>> begin

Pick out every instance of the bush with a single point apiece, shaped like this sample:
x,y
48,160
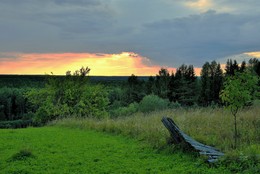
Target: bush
x,y
66,97
153,103
125,111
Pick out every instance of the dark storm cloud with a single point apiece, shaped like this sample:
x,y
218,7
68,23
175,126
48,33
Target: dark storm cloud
x,y
197,38
164,30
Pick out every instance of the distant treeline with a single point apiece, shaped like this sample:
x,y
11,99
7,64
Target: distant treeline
x,y
47,97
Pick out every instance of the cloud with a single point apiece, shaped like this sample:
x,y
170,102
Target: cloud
x,y
198,38
167,32
200,4
124,64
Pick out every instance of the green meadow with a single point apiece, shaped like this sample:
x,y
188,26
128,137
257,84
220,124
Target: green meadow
x,y
54,149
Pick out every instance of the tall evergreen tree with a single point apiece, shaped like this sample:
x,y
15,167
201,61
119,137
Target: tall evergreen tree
x,y
135,91
162,83
211,83
185,86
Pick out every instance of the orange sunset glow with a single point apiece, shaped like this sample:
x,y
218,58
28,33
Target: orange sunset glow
x,y
123,64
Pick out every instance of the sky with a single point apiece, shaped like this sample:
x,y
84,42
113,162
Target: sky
x,y
124,37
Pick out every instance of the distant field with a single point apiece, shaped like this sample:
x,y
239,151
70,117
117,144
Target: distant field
x,y
67,150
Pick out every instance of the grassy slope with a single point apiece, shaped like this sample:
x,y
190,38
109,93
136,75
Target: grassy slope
x,y
63,150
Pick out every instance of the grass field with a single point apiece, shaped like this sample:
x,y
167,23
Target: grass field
x,y
210,126
64,150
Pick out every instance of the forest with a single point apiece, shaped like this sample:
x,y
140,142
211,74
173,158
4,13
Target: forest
x,y
35,100
219,108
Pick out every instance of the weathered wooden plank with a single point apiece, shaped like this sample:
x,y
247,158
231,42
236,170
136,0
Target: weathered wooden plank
x,y
180,137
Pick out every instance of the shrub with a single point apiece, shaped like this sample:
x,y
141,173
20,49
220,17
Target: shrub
x,y
125,111
153,103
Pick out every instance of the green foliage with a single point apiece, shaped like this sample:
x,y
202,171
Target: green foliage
x,y
135,91
239,90
12,103
66,97
64,150
153,103
125,111
162,83
185,86
211,83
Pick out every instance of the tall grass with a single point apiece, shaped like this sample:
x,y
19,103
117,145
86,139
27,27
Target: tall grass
x,y
210,126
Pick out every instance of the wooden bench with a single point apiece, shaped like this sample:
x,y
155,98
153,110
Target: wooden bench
x,y
180,137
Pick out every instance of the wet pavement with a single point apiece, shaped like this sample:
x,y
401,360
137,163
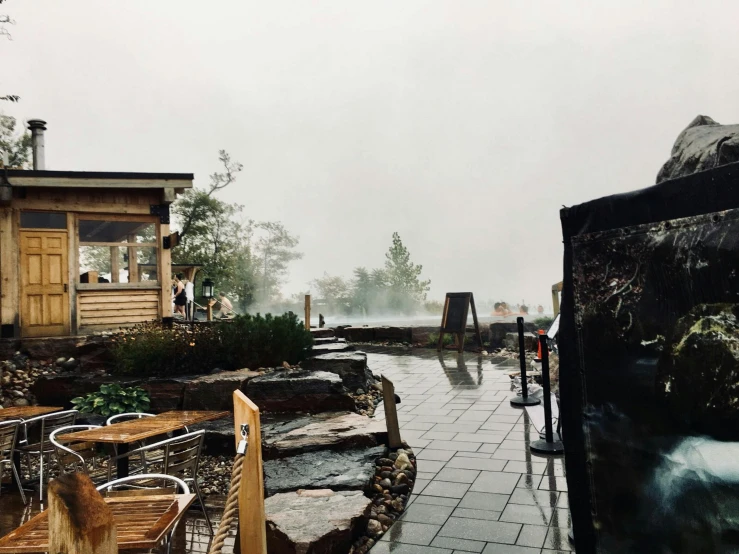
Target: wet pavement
x,y
479,489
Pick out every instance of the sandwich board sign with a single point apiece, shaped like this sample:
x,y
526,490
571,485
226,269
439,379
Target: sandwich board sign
x,y
454,319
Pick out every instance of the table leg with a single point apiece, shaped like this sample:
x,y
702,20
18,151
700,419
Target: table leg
x,y
122,463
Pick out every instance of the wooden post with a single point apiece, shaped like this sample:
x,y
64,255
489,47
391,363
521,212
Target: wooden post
x,y
252,525
80,522
391,413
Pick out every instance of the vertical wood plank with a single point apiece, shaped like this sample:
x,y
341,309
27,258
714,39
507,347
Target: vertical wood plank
x,y
165,271
10,301
391,413
80,522
252,526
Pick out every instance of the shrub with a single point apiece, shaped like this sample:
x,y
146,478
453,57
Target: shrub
x,y
246,341
113,399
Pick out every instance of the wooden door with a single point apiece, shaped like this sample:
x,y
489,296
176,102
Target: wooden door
x,y
44,288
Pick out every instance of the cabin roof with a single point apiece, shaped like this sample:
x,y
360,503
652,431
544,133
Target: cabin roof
x,y
114,179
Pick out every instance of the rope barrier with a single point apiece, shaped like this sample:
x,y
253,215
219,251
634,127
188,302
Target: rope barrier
x,y
230,512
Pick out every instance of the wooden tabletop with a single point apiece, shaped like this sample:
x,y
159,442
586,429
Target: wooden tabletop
x,y
139,429
141,522
27,412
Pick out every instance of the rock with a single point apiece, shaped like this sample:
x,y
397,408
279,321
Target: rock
x,y
295,391
332,430
331,347
322,333
350,366
300,523
402,462
345,470
359,334
703,144
374,528
215,391
698,377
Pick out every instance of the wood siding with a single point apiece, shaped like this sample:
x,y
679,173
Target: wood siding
x,y
110,309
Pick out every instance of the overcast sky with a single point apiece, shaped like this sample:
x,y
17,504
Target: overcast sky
x,y
463,125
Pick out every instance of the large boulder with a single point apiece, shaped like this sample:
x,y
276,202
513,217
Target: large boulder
x,y
346,470
327,431
215,391
359,334
704,144
299,391
350,366
698,374
328,348
315,522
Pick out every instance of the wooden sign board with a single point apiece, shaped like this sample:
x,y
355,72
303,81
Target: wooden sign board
x,y
454,320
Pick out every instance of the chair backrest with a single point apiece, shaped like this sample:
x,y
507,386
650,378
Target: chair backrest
x,y
8,435
73,455
127,416
183,453
141,482
39,428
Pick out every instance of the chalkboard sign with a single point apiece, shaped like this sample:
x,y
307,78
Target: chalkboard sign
x,y
454,320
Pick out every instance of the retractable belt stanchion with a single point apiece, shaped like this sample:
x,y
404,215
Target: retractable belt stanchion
x,y
523,399
549,445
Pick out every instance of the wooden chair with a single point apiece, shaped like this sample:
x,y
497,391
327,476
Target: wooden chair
x,y
181,459
145,484
8,436
80,455
35,441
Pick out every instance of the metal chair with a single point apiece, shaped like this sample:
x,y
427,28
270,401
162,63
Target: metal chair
x,y
181,459
80,455
141,482
35,441
8,436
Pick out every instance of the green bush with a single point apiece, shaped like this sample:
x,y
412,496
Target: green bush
x,y
113,399
543,322
246,341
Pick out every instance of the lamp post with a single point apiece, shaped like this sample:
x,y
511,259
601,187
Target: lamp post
x,y
208,294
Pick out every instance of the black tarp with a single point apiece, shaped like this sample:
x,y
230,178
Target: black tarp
x,y
649,346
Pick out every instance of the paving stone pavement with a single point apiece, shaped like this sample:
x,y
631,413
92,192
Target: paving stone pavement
x,y
479,489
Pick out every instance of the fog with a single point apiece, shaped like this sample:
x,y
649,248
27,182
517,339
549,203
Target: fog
x,y
464,126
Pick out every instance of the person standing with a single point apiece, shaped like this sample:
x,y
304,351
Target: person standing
x,y
190,297
179,296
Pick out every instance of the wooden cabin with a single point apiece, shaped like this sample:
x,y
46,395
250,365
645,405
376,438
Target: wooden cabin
x,y
84,251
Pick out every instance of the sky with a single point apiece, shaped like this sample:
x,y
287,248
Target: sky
x,y
463,125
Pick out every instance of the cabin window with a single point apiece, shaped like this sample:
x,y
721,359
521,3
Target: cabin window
x,y
117,251
43,220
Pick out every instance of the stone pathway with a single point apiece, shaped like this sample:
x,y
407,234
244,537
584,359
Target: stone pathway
x,y
478,489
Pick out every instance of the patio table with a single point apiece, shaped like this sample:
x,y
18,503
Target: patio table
x,y
127,432
27,412
142,522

>> end

PROBLEM:
Reproduce the listing from the line containing "Pick out every instance of the wooden cabin" through the end of the listing, inclusive, keeping the requests and their sample coordinates unchanged. Multiply each x and y value of the points listed after each "Target:" line by 1.15 and round to the nearest whole number, with halves rounded up.

FINISHED EXERCISE:
Pick out every instance of the wooden cabin with a single point apiece, shaped like this sample:
x,y
46,395
250,365
645,405
376,438
Target: wooden cabin
x,y
97,289
Pick out every instance of the sky with a single point apiece, shaped like this sample:
x,y
287,248
Target: sky
x,y
532,144
Pick out every instance of the cabin window with a single point apiece, shaped like this sample:
x,y
721,359
521,3
Target: cabin window
x,y
135,289
49,253
Pick out every instance of the stone pathway with a single point apiece, shaped like this sample:
x,y
407,234
244,537
584,359
Target: stone pathway
x,y
550,562
Pick out every instance of the patio table with a single point apiece, shaped like this sample:
x,y
18,503
Target: patio table
x,y
146,497
31,474
163,600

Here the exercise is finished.